**Reading text**
══════════

On May 12, 2009, Linn Energy, LLC (the Company) entered into an Underwriting Agreement (the
Underwriting Agreement) with RBC Capital Markets Corporation, Citigroup Global Markets Inc. and
Barclays Capital Inc., as joint book-running managers and representatives of the several
underwriters named therein (the Underwriters), pursuant to which the Company sold 5,500,000 units
representing limited liability company interests in the Company (the Units) at a price of $16.25
per Unit ($15.60 per Unit, net of underwriting discount). Pursuant to the Underwriting Agreement,
the Company granted the Underwriters a 30-day option to purchase up to an additional 825,000 Units
on the same terms as those Units sold by the Company to cover over-allotments, if any. The Units
have been registered under the Securities Act of 1933, as amended (the Securities Act), pursuant
to a Registration Statement on Form S-3ASR (Registration No. 333-159125) of the Company, as
supplemented by the Prospectus Supplement dated May 13, 2009 relating to the Units, filed with the
Securities and Exchange Commission (Commission) pursuant to Rule 424(b) of the Securities Act on
May 13, 2009. Closing of the sale of the Units occurred on May 18, 2009.

══════════

**Recorded information**

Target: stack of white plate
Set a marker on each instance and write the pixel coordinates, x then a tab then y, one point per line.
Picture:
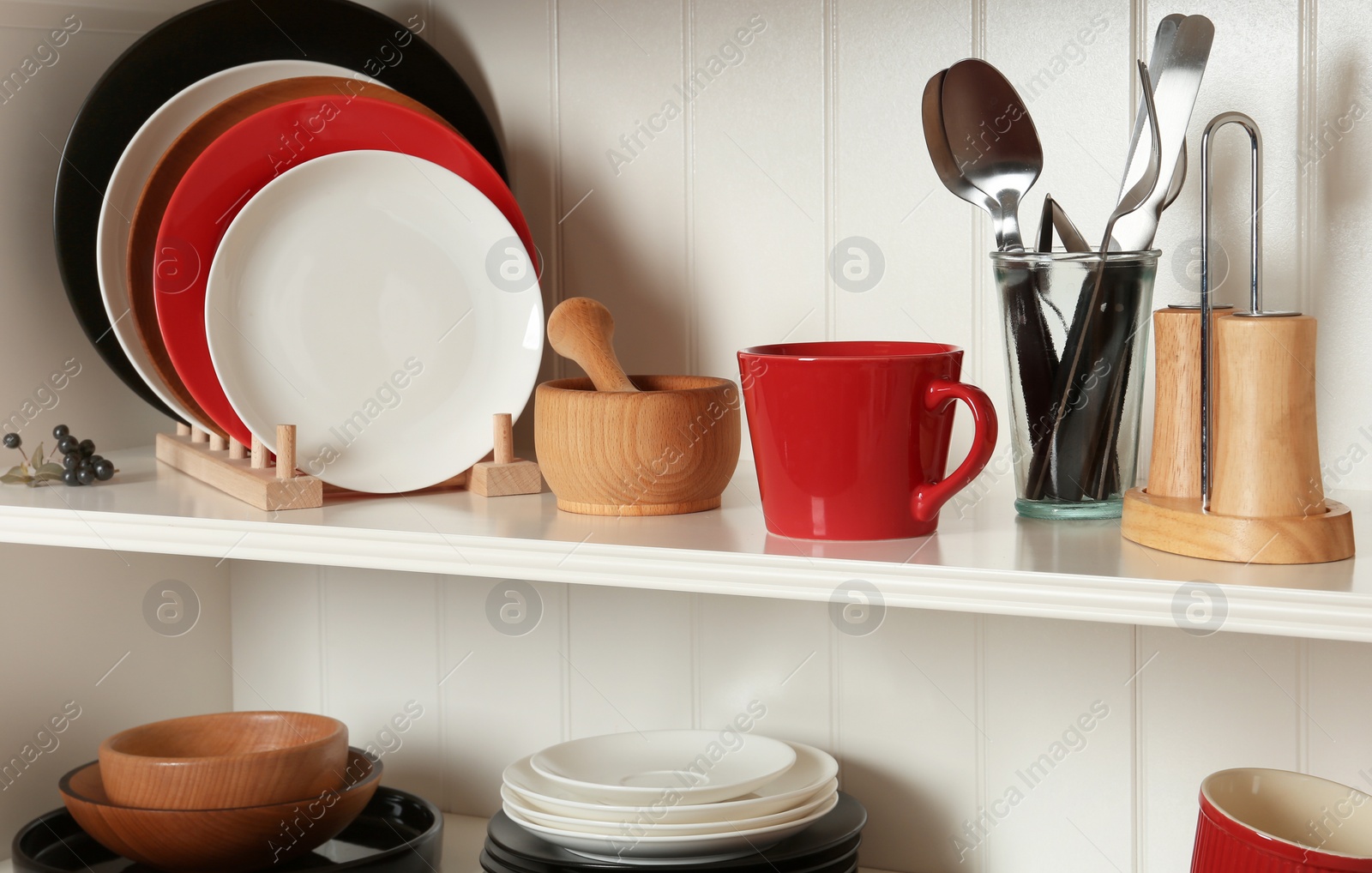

══════════

**Instructions**
1. According to the underwriting passage, how many additional Units could the Underwriters purchase under their option, and within what period?
2. Carry on the underwriting passage from its final sentence.

**Answers by task**
1. Up to 825,000 additional Units, within 30 days.

2.
The Underwriting Agreement contains customary representations and warranties of the parties and
indemnification and contribution provisions under which the Company, on one hand, and the
Underwriters, on the other, have agreed to indemnify each other against certain liabilities,
including liabilities under the Securities Act. The Company also agreed not to issue units or
securities convertible into units for a period of 60 days after May 12, 2009, without the prior
consent of the representatives of the Underwriters.
The summary of the Underwriting Agreement set forth in this Section 1.01 does not purport
to be complete and is qualified by reference to such agreement, which is filed as Exhibit 10.1
hereto and incorporated herein by reference.
Item 9.01 Financial Statements and Exhibits.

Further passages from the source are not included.